• GIVEN EXERCISE: Count the lines in the listing below that contain the string "minaret", treating uppercase and lowercase letters as distinct. Give only the number.

___ DATA LINES ___

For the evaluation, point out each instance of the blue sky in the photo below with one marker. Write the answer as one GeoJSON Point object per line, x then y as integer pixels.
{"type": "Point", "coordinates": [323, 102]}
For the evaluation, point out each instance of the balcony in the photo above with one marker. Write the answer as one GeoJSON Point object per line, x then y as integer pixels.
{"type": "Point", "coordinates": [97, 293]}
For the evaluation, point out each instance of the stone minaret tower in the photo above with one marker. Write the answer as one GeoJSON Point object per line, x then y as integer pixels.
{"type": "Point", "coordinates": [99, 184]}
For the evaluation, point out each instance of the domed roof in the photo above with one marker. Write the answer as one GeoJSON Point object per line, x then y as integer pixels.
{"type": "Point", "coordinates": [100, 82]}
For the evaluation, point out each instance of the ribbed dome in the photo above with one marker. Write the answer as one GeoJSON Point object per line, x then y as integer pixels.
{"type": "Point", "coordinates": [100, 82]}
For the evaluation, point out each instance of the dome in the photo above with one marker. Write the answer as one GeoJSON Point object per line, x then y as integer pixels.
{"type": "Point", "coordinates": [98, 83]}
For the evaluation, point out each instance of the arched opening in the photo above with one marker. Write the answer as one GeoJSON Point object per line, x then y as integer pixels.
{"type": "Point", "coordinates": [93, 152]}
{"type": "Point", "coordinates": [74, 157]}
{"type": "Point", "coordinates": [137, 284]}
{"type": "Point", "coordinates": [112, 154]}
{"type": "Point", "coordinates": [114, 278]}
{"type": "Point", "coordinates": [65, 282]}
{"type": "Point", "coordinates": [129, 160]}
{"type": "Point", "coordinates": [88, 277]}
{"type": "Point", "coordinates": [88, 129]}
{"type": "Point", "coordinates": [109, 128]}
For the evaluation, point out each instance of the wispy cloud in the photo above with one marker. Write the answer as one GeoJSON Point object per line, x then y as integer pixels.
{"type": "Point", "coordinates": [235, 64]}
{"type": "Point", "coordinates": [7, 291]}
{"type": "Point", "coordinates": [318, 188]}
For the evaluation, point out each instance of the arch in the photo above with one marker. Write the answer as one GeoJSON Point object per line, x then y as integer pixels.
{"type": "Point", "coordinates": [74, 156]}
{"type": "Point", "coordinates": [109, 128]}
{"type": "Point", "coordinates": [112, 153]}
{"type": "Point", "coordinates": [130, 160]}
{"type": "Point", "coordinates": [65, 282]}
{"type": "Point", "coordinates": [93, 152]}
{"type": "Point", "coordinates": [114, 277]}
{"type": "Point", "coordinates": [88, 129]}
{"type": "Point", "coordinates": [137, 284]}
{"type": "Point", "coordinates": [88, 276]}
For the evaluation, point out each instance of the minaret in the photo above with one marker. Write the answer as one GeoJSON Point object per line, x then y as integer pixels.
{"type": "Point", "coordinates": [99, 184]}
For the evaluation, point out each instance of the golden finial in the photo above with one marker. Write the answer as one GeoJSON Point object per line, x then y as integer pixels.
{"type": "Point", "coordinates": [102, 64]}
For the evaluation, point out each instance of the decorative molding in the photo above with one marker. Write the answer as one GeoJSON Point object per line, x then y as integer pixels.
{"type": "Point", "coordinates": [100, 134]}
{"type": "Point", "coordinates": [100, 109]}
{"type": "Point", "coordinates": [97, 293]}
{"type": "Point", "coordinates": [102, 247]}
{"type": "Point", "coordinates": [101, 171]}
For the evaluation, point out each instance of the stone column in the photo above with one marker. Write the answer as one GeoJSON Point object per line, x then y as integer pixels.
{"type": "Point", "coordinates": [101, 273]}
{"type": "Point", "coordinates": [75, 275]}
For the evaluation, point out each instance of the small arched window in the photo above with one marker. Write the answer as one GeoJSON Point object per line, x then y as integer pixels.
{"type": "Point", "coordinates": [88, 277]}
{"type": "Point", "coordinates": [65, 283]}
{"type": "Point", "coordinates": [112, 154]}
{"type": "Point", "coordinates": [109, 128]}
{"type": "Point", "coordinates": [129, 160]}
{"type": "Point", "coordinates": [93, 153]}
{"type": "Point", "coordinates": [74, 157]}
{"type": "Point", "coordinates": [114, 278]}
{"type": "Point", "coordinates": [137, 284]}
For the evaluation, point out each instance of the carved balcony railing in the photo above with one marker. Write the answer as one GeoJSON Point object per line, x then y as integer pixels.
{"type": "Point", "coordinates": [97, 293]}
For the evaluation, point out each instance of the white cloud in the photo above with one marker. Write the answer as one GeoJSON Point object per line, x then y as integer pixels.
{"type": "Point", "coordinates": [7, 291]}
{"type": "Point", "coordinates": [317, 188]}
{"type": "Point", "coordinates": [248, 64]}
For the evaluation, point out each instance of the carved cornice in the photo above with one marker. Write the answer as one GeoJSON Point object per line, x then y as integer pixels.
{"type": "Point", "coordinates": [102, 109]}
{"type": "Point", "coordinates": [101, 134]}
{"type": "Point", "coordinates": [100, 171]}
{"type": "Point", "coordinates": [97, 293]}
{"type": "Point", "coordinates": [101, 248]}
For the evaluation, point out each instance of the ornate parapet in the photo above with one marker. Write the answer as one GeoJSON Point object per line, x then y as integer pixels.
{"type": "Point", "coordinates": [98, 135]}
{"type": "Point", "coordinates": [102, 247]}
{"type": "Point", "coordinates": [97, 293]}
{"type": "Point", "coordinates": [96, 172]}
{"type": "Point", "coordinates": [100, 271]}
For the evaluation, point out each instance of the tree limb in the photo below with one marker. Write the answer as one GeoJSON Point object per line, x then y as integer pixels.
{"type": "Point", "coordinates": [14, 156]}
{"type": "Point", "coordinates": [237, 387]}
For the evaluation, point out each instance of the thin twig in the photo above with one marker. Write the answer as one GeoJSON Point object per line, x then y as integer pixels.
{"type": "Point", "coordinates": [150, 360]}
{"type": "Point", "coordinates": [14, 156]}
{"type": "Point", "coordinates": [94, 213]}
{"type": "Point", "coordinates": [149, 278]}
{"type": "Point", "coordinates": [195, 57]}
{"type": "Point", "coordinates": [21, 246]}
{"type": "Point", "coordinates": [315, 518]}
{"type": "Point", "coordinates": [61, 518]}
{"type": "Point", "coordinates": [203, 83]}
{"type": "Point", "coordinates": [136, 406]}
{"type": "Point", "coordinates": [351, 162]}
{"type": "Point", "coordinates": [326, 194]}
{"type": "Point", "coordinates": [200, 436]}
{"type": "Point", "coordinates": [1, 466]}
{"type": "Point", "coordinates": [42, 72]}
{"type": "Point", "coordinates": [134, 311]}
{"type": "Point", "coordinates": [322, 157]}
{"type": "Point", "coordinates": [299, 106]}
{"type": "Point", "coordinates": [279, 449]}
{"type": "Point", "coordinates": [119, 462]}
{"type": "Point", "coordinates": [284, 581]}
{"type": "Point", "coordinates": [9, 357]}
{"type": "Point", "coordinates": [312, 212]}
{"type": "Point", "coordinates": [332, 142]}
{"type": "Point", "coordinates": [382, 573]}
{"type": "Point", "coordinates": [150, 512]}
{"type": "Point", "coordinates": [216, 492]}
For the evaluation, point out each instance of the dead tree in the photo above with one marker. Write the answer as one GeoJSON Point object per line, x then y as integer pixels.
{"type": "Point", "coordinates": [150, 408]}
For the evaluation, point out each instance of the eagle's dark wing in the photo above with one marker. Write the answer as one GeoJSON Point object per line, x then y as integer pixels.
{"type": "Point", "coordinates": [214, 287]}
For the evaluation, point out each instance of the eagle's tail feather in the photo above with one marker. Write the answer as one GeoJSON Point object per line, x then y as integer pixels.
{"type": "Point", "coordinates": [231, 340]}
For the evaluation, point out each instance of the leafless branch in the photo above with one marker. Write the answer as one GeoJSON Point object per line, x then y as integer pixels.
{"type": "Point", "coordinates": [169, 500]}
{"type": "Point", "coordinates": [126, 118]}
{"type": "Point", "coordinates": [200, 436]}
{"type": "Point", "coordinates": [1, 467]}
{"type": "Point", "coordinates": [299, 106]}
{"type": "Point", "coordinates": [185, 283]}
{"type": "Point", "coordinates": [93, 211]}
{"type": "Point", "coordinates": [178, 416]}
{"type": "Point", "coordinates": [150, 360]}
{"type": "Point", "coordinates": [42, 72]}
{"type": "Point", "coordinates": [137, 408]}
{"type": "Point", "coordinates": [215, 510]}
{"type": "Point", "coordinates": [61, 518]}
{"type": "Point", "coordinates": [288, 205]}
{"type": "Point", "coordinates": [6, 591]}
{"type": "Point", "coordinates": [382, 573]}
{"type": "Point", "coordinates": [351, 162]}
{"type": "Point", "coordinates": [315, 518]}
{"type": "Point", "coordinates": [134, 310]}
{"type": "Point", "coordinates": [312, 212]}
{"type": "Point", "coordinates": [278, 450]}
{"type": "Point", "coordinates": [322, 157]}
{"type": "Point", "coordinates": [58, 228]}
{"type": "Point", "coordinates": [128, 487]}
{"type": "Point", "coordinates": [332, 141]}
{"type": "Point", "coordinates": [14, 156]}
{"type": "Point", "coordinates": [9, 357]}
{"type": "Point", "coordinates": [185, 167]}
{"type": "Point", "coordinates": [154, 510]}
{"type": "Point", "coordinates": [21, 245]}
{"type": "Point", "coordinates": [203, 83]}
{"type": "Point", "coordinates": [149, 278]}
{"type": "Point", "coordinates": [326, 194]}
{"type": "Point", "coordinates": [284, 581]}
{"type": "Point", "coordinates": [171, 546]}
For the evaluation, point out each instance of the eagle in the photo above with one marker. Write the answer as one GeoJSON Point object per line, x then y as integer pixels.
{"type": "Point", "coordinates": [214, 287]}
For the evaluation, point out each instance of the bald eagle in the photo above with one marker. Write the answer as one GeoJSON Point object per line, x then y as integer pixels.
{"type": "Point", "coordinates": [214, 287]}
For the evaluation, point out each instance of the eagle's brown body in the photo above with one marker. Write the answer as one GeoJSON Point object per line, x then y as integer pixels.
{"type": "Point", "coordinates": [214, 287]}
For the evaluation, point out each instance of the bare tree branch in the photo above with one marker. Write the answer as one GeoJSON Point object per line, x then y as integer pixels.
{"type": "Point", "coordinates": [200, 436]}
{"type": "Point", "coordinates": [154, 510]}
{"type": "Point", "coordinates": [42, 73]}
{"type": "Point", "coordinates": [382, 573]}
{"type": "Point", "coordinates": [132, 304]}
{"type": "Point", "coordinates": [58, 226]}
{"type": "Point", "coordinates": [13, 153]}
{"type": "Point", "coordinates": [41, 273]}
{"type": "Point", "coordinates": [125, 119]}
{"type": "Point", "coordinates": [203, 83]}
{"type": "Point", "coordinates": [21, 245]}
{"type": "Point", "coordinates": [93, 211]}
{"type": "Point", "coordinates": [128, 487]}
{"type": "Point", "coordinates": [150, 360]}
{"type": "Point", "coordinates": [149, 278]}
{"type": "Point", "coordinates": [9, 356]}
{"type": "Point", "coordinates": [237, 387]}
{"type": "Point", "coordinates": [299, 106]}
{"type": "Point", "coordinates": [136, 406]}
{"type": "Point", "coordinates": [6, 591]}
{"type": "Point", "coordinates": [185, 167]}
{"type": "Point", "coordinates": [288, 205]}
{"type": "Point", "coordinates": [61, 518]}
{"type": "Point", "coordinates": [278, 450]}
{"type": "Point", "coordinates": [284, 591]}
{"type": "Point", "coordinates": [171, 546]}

___

• SOLUTION FOR THIS PROBLEM: 2